┌──

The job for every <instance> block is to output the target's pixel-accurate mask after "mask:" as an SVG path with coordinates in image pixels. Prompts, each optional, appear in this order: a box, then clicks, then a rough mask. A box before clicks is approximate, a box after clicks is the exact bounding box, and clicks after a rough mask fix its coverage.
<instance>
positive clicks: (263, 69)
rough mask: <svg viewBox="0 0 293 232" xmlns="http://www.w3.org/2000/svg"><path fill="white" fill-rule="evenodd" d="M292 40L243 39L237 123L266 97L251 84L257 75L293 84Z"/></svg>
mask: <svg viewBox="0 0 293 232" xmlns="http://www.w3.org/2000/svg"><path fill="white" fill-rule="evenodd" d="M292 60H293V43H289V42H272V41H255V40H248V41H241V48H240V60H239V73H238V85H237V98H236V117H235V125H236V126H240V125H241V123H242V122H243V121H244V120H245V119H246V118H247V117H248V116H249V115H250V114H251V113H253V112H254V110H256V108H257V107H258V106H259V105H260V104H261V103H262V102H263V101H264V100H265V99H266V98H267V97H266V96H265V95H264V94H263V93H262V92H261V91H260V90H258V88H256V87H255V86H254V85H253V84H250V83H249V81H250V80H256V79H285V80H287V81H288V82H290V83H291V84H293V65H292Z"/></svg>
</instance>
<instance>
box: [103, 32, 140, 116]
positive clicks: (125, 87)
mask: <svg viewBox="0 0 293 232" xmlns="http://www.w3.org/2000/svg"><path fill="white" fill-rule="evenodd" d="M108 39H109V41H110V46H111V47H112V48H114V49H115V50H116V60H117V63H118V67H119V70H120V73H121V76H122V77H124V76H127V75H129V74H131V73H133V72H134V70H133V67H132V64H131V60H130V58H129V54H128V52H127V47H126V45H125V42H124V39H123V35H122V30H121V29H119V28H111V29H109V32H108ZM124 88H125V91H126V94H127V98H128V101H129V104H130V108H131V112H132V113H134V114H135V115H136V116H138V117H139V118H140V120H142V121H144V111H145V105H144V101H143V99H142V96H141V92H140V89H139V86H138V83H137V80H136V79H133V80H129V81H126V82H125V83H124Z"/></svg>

└──

▶ WHAT YOU HAVE TO DO: An exact transcription of all the records is needed.

▶ TASK OUTPUT:
The job for every <instance> block is to output the target's pixel-accurate mask after "mask:" as an SVG path with coordinates in image pixels. Prompts, each optional, appear in this order: a box, then clicks, then a rough mask. A box before clicks is approximate, a box after clicks is the exact bounding box, and clicks after a rough mask fix its coverage.
<instance>
positive clicks: (263, 69)
rough mask: <svg viewBox="0 0 293 232" xmlns="http://www.w3.org/2000/svg"><path fill="white" fill-rule="evenodd" d="M292 40L243 39L237 123L266 97L251 84L257 75L293 84Z"/></svg>
mask: <svg viewBox="0 0 293 232" xmlns="http://www.w3.org/2000/svg"><path fill="white" fill-rule="evenodd" d="M292 60H293V43H289V42H272V41H255V40H248V41H241V48H240V60H239V73H238V85H237V98H236V117H235V125H236V126H240V125H241V123H242V122H243V121H244V120H245V119H246V118H247V117H248V116H249V115H250V114H251V113H253V112H254V110H256V108H257V107H258V106H259V105H260V104H261V103H262V102H263V101H264V100H265V99H266V98H267V97H266V96H265V95H264V94H263V93H262V92H261V91H260V90H258V88H256V87H255V86H254V85H253V84H250V83H249V81H250V80H256V79H285V80H287V81H288V82H290V83H291V84H293V65H292Z"/></svg>
</instance>
<instance>
box: [103, 32, 140, 116]
positive clicks: (125, 87)
mask: <svg viewBox="0 0 293 232" xmlns="http://www.w3.org/2000/svg"><path fill="white" fill-rule="evenodd" d="M108 39H109V41H110V46H111V47H112V48H114V49H115V50H116V60H117V63H118V67H119V70H120V73H121V76H122V77H124V76H127V75H129V74H131V73H133V72H134V70H133V67H132V64H131V60H130V58H129V54H128V52H127V47H126V45H125V42H124V39H123V35H122V30H121V29H119V28H111V29H109V32H108ZM124 88H125V91H126V94H127V98H128V101H129V104H130V108H131V112H132V113H134V114H135V115H136V116H138V117H139V118H140V120H142V121H144V111H145V105H144V101H143V99H142V96H141V92H140V89H139V86H138V83H137V80H136V79H133V80H129V81H126V82H125V83H124Z"/></svg>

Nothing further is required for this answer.